EXCERPTED PASSAGE:
==========
2. Alter the table 'test' by adding a new column called "name" which stores text data as `VARCHAR`. Set the default value of this column to "Boris".
3. Insert some new data into this table and query
4. Delete some of the data from the table and query again to see the changes.
5. Drop the table 'test' and close the connection to the database.


In [None]:
# 1. Using a context manager to avoid having to close the connection manually. We will do this every time
with duckdb.connect('../data/school.db') as con:
    # 2. Adding a new column to the table. NOTE: This will error if the column already exists (so only run it once)
    con.sql("ALTER TABLE test ADD COLUMN name VARCHAR DEFAULT 'Boris'")
    con.table('test').show()

In [None]:
# 4. Add a row to the table. Feel free to use your own values.
with duckdb.connect('../data/school.db') as con:
    con.sql("INSERT INTO test VALUES (42, 'Alice')")
    con.table('test').show()

In [None]:
# 5. Deleting rows. We'll get rid of the rows called "Boris"

with duckdb.connect('../data/school.db') as con:
    con.sql("DELETE FROM test WHERE name = 'Boris'")
    con.table('test').show()

In [None]:
# 6. Dropping the table. This will delete the table and all its contents.
with duckdb.connect('../data/school.db') as con:
    con.sql("DROP TABLE test")

## Part 3 - Writing your own SQL ##
Now that we have cleared out our table, we can start to apply our knowledge of SQL to a real-world problem. In the code below we will:

1. Create a new table called 'students' with the following columns:
    - `student_id` (integer) - primary key
    - `first_name` (text) - the first name of the student
    - `last_name` (text) - the last name of the student
    - `age` (integer) - the age of the student
    - `year_level` (text) - the grade of the student
2. Insert some data into this table
    - Create at least one row using a favourite fictional character
    - the `student_id` field should be unique. Later in this notebook, we will learn how to automatically generate unique ids. For now just start at 1 and go up 1 from there.
3. Query the table to see what we have inserted

Fill in the blanks in the code below to complete the tasks. Each task has its own cell to allow you to run and debug each operation separately

In [None]:
# 1. Creating a new table called 'students' with five columns: student_id, first_name, last_name, age, and year_level.
with duckdb.connect('../data/school.db') as con:
    con.sql("CREATE TABLE students (student_id INTEGER PRIMARY KEY, first_name VARCHAR, )")
    con.table('students').show()

In [None]:
# 2. Adding rows to the table. Add as many as you like (at least 3), just be sure to change the values and increment the id. 
# To make it sufficiently interesting, give different ages and year levels.
with duckdb.connect('../data/school.db') as con:
    con.sql("INSERT INTO students VALUES (1, 'Roger', 'Rabbit', 18, 11)")
    con.sql("INSERT INTO students VALUES (2, 'Jessica', 'Rabbit', 17, 10)")
    con.sql("INSERT INTO students VALUES (3, 'Bugs', 'Bunny', 13, 7)")
    con.sql("INSERT INTO students VALUES (4, 'Daffy', 'Duck', 10, 9)")

    con.table('students').show()
    

In [None]:
# 3. Querying the Database. To get all the values from a table, we just used con.table('table_name').show(). Now we want to write
# custom SQL queries to get specific data.
==========
SOURCE EXCERPT:
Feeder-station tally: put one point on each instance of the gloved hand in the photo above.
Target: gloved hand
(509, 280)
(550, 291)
==========
COMPLETE THE FOLLOWING:
**A.** Translate this sentence from the DuckDB SQL notebook excerpt into Spanish: "Now that we have cleared out our table, we can start to apply our knowledge of SQL to a real-world problem."
**B.** Continue the DuckDB SQL notebook excerpt, starting right after its final sentence.

OUTPUTS BY TASK:
**A.** Ahora que hemos vaciado nuestra tabla, podemos empezar a aplicar nuestros conocimientos de SQL a un problema del mundo real.

**B.**
# The first query will get the first name and age of all the students who are older than 15. 
# Uncomment the code and use the formatting of the first query to write the second query, 
# which will get all the students who have a year level of 12.

with duckdb.connect('../data/school.db') as con:
    old_students = con.sql("""
                           SELECT first_name, age 
                           FROM students 
                           WHERE age > 15
                           """)
    old_students.show()
    
    # year_12s =  con.sql("""
    #                   SELECT ___
    #                   """)
    # year_12s.show()

## Part 4 - Creating a sequence ##
At the moment we have to manually enter the `student_id` field for each row. This is not ideal as it is easy to make a mistake and enter the same student_id twice. To avoid this, we can create a sequence that will automatically generate unique ids for us.

A sequence is a database object that generates a sequence of numbers. This ensures that our ids will always be unique when we use the sequence to generate them.

**In the code below we will:**
1. Create a sequence called 'student_id_seq' that starts at 100 (to keep it safe) and increments by 1.
2. Alter the 'students' table to set the default value of the `student_id` column to the next value in the sequence.
3. Insert some new data into the 'students' table and query to see the changes.

In [6]:
# 1. Creating a sequence. This will be used to generate unique student IDs.
# NOTE: as with any CREATE or ALTER statement, we only want to run it once. 
with duckdb.connect('../data/school.db') as con:
    con.sql("CREATE sequence student_id_seq START 100")
    # 2. Altering the students table 
    con.sql("ALTER TABLE students ALTER COLUMN student_id SET DEFAULT nextval('student_id_seq')")
    

In [None]:
# 3. Adding a new student to the table. This time we don't need to specify the ID, as it will be generated automatically.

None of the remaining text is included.